(Collected data entries)
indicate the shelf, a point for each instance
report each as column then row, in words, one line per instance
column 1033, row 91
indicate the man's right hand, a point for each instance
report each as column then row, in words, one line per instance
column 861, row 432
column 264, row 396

* [WORK REQUIRED] Please return a copy of each line in the entries that has the string "indicate".

* [EXERCISE RESPONSE]
indicate the shelf, a point for each instance
indicate the man's right hand, a point for each instance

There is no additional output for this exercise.